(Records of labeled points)

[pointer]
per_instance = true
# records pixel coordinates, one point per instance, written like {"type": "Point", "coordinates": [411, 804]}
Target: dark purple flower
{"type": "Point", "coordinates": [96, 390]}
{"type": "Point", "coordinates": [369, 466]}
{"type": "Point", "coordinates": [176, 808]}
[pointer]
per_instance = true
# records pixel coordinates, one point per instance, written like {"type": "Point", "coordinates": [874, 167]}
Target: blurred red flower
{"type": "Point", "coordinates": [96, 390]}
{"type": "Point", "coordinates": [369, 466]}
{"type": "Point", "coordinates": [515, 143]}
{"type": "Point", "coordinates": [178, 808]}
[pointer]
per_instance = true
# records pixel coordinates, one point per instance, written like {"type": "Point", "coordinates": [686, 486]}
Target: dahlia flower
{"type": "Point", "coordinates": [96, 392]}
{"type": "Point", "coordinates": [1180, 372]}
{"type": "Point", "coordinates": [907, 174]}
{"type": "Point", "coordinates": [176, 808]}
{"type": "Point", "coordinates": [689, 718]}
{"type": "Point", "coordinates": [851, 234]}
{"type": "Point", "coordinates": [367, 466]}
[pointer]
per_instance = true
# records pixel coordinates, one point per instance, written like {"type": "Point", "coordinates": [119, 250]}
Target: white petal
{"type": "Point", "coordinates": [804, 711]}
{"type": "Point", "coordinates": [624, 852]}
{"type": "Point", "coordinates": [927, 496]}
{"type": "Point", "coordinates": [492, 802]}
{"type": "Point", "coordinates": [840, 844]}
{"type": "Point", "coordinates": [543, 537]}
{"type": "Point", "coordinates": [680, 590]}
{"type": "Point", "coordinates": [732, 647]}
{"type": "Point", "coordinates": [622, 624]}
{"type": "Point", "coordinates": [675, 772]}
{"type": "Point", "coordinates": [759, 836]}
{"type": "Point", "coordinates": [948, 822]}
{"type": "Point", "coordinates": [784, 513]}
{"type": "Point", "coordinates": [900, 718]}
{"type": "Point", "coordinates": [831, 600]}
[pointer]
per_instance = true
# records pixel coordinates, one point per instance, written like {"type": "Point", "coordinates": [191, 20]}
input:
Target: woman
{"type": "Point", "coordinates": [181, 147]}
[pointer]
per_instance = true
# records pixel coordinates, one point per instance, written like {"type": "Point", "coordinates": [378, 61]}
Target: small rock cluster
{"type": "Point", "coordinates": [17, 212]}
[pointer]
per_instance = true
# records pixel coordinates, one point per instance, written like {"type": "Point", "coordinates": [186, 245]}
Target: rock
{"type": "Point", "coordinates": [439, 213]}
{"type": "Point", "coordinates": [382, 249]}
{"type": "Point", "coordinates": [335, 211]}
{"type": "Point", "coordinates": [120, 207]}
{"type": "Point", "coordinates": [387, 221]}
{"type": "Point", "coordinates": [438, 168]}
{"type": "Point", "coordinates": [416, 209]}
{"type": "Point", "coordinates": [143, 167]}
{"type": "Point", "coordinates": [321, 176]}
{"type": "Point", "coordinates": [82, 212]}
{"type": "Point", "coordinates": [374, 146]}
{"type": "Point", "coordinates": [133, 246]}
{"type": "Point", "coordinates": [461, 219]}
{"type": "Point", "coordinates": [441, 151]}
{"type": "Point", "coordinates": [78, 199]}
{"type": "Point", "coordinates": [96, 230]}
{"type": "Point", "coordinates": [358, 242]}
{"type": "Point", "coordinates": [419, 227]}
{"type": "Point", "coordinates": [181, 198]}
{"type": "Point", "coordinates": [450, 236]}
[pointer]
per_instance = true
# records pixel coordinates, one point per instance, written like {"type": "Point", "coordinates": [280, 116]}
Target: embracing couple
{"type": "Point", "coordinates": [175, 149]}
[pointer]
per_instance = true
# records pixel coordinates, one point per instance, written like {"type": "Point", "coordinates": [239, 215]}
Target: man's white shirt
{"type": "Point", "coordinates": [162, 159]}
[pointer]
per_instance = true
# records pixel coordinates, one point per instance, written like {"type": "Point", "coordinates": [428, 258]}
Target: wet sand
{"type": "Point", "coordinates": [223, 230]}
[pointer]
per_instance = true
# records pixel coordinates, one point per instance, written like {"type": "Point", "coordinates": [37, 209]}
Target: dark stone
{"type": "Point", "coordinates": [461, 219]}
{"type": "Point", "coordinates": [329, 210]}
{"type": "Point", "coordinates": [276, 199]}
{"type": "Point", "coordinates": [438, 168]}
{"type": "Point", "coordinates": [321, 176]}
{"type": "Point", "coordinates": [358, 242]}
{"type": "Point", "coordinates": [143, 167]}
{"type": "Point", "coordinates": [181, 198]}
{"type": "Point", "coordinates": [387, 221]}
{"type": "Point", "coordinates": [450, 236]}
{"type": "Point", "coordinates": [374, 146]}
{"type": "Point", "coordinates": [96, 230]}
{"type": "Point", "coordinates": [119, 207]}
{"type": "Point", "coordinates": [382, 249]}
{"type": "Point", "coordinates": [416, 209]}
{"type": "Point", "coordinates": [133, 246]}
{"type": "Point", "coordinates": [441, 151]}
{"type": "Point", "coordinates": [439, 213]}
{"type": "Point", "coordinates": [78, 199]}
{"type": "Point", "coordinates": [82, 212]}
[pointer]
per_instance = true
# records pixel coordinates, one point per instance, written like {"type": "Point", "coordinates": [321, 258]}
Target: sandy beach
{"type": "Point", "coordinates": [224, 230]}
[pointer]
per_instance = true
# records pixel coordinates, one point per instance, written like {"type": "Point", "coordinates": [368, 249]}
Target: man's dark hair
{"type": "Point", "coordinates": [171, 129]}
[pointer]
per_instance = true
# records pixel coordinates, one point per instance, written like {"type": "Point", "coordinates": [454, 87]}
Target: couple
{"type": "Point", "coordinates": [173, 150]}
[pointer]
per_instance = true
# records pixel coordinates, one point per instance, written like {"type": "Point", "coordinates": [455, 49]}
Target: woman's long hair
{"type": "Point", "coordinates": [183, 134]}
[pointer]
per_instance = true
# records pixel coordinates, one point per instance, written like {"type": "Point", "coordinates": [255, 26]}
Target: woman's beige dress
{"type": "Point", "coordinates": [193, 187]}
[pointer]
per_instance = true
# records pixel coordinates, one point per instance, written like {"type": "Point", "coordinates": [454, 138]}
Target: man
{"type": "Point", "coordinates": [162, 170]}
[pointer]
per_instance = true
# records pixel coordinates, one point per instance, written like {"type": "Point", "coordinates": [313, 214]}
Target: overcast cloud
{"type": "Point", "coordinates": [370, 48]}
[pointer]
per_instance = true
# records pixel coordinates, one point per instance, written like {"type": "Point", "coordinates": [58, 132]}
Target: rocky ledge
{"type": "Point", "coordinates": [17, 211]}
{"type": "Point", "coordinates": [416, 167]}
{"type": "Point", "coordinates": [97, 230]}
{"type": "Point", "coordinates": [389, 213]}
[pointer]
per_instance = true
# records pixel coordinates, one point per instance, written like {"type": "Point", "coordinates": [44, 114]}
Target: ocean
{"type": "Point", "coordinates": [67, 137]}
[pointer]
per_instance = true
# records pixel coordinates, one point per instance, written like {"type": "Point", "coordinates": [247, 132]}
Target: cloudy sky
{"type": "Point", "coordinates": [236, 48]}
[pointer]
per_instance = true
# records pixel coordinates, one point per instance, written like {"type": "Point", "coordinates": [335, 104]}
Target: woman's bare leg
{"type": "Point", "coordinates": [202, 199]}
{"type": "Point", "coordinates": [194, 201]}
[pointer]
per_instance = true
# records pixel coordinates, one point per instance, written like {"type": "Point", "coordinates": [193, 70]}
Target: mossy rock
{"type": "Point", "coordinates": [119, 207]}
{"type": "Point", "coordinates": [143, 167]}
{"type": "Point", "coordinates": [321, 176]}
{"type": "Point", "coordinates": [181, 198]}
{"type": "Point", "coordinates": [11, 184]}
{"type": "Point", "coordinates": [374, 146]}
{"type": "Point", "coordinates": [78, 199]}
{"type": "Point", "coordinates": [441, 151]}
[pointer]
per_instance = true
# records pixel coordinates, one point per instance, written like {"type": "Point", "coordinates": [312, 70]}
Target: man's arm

» **WHAT IS NEEDED**
How many lines of the records above contain the word "dark"? Reply with the number only.

» **OUTPUT FOR THIS EXERCISE**
3